- _WORK INSTRUCTIONS_
For the records that follow, give the number of lines in which the word "shadow" occurs, with nothing added.

- _DATA SECTION_
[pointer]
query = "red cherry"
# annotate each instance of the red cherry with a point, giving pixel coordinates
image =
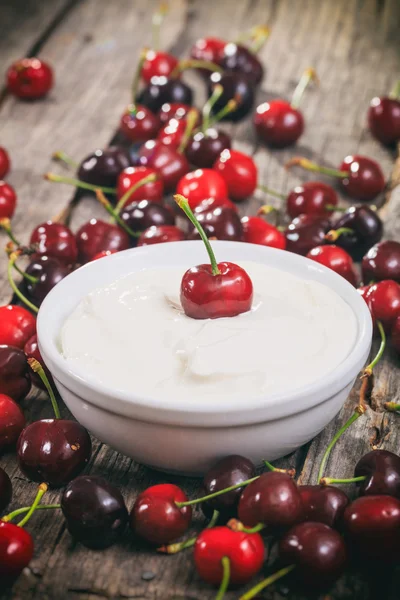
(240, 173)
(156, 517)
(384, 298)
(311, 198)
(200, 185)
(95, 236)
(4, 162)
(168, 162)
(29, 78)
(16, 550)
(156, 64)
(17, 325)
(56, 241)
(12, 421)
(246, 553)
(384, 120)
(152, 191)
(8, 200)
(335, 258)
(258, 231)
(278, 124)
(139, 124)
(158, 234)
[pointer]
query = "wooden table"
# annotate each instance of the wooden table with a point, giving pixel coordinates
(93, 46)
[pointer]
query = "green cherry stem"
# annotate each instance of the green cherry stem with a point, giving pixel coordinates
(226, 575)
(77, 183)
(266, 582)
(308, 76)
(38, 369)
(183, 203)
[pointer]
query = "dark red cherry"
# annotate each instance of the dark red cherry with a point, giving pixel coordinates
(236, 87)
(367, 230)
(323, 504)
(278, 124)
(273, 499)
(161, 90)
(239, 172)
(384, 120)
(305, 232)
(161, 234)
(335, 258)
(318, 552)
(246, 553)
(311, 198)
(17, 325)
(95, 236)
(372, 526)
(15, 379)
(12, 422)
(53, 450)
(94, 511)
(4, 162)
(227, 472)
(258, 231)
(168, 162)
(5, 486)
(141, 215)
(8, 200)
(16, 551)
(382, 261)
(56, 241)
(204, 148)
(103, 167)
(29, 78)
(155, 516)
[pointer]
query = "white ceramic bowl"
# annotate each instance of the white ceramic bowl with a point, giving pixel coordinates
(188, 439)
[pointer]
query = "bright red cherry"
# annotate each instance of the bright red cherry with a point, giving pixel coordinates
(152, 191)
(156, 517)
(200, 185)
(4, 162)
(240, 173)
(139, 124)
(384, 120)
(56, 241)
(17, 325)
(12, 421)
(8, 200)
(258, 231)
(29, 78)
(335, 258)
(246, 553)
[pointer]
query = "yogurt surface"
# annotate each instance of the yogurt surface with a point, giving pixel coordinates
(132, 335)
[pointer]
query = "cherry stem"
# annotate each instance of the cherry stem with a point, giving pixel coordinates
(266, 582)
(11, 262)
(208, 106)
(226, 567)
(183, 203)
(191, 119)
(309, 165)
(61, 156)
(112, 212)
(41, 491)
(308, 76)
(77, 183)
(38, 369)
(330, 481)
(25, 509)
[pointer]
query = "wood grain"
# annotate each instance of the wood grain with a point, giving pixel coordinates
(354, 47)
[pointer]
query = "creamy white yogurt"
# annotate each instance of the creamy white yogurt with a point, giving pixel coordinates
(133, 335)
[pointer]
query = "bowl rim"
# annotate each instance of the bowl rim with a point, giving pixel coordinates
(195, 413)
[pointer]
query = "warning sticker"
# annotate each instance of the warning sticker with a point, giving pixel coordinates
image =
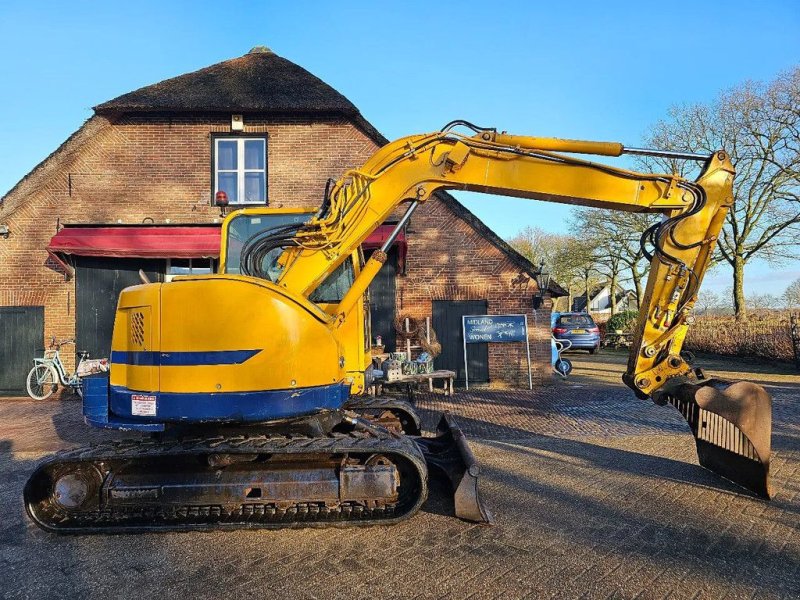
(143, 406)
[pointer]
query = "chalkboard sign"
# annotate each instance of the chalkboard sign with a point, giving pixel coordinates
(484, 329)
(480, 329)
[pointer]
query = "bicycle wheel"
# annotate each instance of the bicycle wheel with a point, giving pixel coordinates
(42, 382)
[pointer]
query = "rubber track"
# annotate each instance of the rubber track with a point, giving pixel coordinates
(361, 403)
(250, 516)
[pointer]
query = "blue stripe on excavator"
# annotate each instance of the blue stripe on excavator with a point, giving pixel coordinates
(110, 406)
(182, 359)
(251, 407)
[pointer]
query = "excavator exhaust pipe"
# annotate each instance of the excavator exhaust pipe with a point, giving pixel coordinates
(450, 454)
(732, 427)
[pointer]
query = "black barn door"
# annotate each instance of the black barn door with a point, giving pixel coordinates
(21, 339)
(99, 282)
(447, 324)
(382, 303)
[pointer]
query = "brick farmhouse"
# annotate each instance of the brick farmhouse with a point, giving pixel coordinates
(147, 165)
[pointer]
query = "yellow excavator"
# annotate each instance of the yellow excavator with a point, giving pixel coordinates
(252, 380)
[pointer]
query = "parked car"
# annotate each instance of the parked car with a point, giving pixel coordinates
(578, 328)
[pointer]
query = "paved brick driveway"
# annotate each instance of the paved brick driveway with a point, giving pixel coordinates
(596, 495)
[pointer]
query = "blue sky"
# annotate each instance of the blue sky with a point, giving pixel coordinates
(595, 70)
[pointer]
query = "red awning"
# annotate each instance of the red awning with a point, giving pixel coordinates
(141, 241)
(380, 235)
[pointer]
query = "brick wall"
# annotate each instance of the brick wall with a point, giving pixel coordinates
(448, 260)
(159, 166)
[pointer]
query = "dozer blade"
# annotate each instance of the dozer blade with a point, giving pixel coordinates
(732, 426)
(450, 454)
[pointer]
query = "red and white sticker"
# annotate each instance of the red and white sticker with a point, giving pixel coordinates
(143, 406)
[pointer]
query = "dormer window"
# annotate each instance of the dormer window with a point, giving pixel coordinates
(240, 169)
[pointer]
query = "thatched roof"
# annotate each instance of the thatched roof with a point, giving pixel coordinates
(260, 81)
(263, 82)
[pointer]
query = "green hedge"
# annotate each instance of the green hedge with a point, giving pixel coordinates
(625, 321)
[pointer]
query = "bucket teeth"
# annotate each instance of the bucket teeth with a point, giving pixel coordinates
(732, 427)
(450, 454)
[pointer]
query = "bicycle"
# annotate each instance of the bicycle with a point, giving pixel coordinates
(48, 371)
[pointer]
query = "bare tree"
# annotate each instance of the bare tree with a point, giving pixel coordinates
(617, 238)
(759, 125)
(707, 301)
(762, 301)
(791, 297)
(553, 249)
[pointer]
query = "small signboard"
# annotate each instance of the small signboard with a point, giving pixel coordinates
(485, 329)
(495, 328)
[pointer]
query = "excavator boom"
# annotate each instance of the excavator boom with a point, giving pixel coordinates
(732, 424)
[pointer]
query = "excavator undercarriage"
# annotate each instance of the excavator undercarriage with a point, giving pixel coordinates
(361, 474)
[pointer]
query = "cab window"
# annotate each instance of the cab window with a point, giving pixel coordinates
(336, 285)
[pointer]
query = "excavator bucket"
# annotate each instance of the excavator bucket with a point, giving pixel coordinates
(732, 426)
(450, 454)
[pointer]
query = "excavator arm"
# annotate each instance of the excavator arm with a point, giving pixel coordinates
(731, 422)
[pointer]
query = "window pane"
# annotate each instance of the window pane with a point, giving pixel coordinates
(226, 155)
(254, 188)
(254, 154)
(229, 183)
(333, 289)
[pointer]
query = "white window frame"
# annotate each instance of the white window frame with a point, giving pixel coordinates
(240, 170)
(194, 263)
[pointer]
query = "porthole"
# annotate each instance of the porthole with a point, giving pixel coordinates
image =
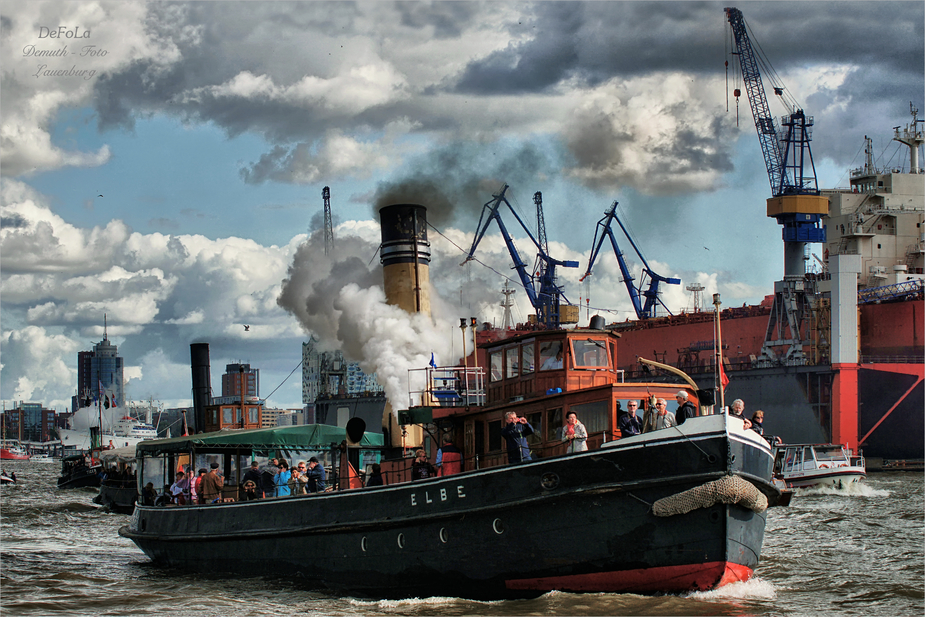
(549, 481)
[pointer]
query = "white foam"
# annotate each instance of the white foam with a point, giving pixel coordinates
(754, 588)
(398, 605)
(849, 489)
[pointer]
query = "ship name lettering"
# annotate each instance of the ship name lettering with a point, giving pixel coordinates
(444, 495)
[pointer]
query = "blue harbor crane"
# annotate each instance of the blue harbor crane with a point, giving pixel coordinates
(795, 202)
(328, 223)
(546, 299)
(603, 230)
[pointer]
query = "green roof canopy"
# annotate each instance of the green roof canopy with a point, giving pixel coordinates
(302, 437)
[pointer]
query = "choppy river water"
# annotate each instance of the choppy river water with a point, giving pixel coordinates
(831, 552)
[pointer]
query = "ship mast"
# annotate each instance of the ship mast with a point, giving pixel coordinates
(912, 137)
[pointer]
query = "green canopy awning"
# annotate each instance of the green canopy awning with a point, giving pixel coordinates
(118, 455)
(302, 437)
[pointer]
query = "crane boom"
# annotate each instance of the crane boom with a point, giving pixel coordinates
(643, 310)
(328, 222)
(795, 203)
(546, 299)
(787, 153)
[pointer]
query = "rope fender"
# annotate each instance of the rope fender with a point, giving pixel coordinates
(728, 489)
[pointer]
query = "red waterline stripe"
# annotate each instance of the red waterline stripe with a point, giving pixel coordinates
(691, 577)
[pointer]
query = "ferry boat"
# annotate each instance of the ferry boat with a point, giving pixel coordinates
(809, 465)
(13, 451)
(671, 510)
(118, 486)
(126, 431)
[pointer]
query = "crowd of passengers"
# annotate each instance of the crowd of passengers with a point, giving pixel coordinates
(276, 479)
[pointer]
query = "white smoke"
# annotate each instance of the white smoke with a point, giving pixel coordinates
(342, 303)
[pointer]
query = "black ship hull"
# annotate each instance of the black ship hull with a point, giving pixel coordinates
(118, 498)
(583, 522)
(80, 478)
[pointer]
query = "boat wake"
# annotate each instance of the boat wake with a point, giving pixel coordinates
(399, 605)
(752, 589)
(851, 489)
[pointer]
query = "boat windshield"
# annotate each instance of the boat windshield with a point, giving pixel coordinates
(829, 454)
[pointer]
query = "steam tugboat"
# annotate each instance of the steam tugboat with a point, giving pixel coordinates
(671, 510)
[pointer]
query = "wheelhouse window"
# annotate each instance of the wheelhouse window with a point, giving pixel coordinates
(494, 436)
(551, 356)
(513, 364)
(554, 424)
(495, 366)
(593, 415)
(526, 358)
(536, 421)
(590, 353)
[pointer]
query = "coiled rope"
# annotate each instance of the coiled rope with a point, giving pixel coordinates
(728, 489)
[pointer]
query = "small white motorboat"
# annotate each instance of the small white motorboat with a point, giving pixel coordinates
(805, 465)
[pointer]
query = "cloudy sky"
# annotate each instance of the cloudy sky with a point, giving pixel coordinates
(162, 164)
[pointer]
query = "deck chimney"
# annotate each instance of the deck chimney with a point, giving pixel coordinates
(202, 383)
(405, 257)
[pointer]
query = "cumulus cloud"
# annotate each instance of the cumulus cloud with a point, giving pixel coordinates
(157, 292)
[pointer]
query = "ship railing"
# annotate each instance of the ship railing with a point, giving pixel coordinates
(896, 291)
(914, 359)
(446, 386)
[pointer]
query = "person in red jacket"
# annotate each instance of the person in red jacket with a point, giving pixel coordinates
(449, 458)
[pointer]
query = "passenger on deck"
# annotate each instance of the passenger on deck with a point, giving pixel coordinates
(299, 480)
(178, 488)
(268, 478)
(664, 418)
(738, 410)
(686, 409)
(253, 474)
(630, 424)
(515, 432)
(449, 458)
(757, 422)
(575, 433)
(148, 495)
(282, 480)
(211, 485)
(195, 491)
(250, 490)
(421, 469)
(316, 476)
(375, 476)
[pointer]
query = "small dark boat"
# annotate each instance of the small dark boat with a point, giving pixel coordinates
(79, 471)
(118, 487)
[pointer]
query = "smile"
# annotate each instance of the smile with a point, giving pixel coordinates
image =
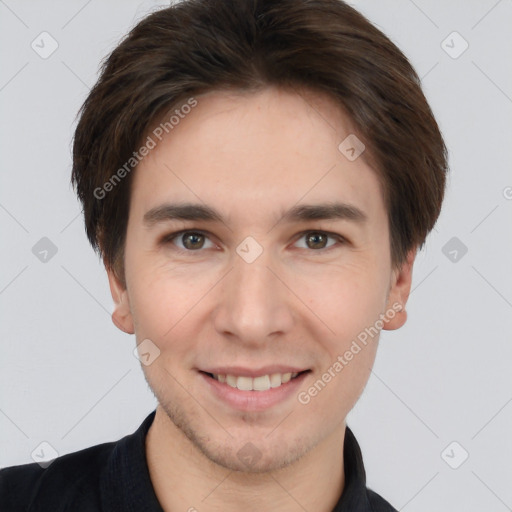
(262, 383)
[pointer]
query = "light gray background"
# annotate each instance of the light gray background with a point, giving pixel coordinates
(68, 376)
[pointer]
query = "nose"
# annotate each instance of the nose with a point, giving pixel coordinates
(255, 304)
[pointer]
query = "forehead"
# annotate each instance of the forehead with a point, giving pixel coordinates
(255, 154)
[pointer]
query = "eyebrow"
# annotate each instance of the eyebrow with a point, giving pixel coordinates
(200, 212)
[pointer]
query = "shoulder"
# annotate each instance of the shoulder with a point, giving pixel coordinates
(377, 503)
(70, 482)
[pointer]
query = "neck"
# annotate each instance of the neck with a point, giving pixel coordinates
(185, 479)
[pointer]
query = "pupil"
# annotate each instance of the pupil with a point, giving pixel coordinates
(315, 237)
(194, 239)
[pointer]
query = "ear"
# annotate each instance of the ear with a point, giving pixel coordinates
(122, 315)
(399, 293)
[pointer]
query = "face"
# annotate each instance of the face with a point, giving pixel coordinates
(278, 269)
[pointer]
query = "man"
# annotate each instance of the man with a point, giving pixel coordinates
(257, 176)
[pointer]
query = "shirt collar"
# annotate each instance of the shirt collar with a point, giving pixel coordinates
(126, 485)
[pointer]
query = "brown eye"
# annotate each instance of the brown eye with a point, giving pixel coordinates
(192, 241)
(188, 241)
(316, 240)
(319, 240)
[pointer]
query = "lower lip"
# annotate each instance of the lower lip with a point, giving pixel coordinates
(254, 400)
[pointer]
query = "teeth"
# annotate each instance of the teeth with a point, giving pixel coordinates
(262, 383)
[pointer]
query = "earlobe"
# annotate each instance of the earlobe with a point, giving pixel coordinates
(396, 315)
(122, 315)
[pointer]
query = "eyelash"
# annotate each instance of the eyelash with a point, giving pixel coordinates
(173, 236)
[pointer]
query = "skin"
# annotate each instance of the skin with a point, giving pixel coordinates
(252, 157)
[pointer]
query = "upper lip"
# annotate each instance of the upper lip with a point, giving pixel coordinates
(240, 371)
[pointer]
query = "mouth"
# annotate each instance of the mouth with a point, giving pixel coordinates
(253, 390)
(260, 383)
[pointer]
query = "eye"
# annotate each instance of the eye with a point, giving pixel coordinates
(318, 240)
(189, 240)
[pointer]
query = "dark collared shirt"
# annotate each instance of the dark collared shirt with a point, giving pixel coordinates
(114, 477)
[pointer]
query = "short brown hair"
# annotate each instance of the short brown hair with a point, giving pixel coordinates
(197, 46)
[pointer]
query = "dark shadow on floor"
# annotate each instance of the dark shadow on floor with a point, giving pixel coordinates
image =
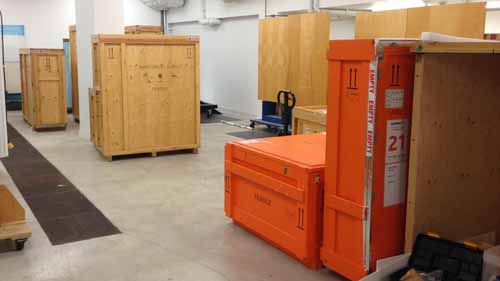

- _SOLUTION_
2